### Records supplied

********************

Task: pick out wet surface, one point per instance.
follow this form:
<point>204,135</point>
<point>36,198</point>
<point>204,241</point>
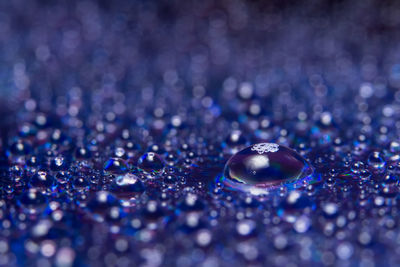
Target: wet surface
<point>131,131</point>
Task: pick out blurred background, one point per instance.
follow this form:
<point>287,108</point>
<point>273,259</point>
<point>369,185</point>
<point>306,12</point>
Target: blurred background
<point>121,54</point>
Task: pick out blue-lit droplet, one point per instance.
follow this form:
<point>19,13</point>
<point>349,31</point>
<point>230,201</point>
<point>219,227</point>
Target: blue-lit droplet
<point>127,186</point>
<point>151,162</point>
<point>264,166</point>
<point>116,166</point>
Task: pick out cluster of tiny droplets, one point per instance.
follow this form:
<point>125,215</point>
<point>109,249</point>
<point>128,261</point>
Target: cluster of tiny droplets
<point>117,116</point>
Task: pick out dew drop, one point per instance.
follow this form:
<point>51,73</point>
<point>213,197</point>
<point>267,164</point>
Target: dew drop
<point>151,162</point>
<point>116,166</point>
<point>264,166</point>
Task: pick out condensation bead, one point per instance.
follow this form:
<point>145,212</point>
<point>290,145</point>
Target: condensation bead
<point>266,165</point>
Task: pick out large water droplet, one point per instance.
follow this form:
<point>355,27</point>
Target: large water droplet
<point>264,166</point>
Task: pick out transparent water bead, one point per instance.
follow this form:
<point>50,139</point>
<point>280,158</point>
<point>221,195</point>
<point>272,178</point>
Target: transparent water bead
<point>264,166</point>
<point>151,162</point>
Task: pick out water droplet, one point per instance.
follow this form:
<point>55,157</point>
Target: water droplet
<point>116,166</point>
<point>151,162</point>
<point>127,186</point>
<point>264,166</point>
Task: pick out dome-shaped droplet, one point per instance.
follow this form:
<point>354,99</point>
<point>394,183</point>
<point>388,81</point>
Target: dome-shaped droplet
<point>116,166</point>
<point>151,162</point>
<point>127,186</point>
<point>263,166</point>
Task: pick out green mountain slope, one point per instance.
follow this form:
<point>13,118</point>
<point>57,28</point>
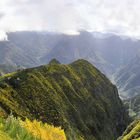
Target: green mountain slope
<point>77,97</point>
<point>132,132</point>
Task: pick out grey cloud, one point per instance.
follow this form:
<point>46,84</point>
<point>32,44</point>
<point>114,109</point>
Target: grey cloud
<point>72,15</point>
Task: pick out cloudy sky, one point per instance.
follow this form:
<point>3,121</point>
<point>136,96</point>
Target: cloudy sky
<point>69,16</point>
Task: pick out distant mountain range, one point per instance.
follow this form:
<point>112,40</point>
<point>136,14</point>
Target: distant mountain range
<point>76,96</point>
<point>111,54</point>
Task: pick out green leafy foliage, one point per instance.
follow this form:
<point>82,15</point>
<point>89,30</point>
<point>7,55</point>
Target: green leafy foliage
<point>132,132</point>
<point>77,97</point>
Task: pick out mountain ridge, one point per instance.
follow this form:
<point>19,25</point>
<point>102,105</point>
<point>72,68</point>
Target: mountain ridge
<point>76,96</point>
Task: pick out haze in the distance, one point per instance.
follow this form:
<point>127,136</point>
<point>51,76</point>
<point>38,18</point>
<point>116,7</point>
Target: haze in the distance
<point>69,16</point>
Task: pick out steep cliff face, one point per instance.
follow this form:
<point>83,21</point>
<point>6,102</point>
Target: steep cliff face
<point>77,97</point>
<point>132,132</point>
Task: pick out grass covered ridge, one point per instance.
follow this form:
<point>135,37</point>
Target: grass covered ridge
<point>77,97</point>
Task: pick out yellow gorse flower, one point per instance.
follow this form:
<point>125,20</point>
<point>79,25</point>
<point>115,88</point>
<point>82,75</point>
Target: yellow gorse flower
<point>43,131</point>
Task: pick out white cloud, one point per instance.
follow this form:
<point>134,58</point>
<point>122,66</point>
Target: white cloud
<point>69,16</point>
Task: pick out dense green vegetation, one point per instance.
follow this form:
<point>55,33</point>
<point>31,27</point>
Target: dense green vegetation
<point>133,106</point>
<point>77,97</point>
<point>132,132</point>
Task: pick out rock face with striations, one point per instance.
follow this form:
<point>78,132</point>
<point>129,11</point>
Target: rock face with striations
<point>77,97</point>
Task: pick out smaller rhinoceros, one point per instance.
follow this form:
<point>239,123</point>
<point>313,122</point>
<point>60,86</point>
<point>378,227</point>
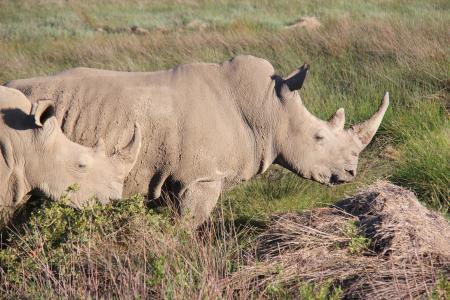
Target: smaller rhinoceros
<point>36,155</point>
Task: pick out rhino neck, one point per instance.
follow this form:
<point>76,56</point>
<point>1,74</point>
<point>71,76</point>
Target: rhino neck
<point>15,185</point>
<point>259,116</point>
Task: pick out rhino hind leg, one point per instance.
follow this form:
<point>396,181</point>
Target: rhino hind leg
<point>198,201</point>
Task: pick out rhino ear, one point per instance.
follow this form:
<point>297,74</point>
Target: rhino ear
<point>127,156</point>
<point>42,111</point>
<point>295,80</point>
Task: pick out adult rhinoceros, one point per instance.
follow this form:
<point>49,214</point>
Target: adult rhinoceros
<point>205,126</point>
<point>36,155</point>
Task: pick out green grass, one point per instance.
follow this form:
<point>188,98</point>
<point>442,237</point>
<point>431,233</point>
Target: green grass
<point>362,49</point>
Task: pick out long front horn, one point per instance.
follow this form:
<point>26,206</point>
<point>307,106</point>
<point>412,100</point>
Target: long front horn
<point>367,129</point>
<point>129,154</point>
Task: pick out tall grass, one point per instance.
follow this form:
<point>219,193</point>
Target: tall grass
<point>361,50</point>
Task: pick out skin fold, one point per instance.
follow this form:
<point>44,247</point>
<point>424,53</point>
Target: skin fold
<point>36,155</point>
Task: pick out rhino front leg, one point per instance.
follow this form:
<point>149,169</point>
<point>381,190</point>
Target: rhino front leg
<point>198,200</point>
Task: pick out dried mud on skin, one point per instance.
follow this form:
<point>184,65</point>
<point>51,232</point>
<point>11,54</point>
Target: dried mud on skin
<point>408,248</point>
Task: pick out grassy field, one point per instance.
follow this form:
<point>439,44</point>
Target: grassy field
<point>361,50</point>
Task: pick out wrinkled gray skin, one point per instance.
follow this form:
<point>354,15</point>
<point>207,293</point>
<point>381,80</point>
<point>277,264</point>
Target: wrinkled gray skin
<point>36,155</point>
<point>205,126</point>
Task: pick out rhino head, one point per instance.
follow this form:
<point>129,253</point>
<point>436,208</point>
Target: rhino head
<point>323,151</point>
<point>36,155</point>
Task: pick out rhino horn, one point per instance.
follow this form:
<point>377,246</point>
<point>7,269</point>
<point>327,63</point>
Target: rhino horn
<point>337,121</point>
<point>295,80</point>
<point>128,155</point>
<point>367,129</point>
<point>100,147</point>
<point>42,111</point>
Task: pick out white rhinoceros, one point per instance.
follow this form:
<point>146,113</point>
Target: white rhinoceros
<point>205,126</point>
<point>36,155</point>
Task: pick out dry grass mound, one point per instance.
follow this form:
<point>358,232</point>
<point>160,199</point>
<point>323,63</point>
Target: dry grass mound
<point>379,244</point>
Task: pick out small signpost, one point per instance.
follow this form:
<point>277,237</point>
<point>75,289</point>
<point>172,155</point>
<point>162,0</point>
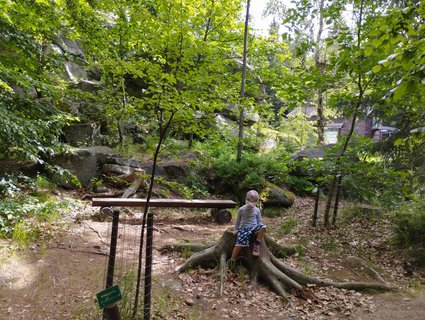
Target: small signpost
<point>109,297</point>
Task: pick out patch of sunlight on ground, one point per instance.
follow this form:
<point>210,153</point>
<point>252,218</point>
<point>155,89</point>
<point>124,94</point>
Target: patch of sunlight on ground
<point>16,271</point>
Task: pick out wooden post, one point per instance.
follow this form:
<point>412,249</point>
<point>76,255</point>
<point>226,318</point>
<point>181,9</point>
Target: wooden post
<point>316,206</point>
<point>148,268</point>
<point>112,312</point>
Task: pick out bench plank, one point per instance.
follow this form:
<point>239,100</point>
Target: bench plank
<point>163,203</point>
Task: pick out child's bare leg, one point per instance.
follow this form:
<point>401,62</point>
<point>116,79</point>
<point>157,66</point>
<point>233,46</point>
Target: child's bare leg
<point>261,234</point>
<point>235,252</point>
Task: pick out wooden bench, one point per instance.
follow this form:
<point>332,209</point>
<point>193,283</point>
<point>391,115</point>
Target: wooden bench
<point>220,213</point>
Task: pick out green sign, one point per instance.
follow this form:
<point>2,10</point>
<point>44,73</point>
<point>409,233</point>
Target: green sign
<point>109,296</point>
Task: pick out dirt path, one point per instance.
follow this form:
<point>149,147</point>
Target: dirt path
<point>395,307</point>
<point>59,279</point>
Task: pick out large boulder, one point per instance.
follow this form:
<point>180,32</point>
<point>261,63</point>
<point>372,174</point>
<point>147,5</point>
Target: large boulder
<point>84,163</point>
<point>82,134</point>
<point>274,196</point>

********************

### Work item
Copy exactly the lines above, from the one containing "<point>180,32</point>" through the very last line.

### Task output
<point>180,32</point>
<point>261,63</point>
<point>372,174</point>
<point>147,5</point>
Target: large boulder
<point>84,163</point>
<point>82,134</point>
<point>274,196</point>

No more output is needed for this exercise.